(Source records)
┄┄┄┄┄┄
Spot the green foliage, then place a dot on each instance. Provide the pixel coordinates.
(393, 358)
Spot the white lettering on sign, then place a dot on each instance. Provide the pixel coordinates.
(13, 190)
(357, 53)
┄┄┄┄┄┄
**Directions for this task:**
All the entries are to be set down exactly as they appear.

**Answer space:**
Spot the green foliage, then place a dot on each instance. Provide the pixel coordinates.
(393, 358)
Spot the white lettering on sign, then place a dot on each instance. Provide the pixel coordinates.
(13, 190)
(357, 53)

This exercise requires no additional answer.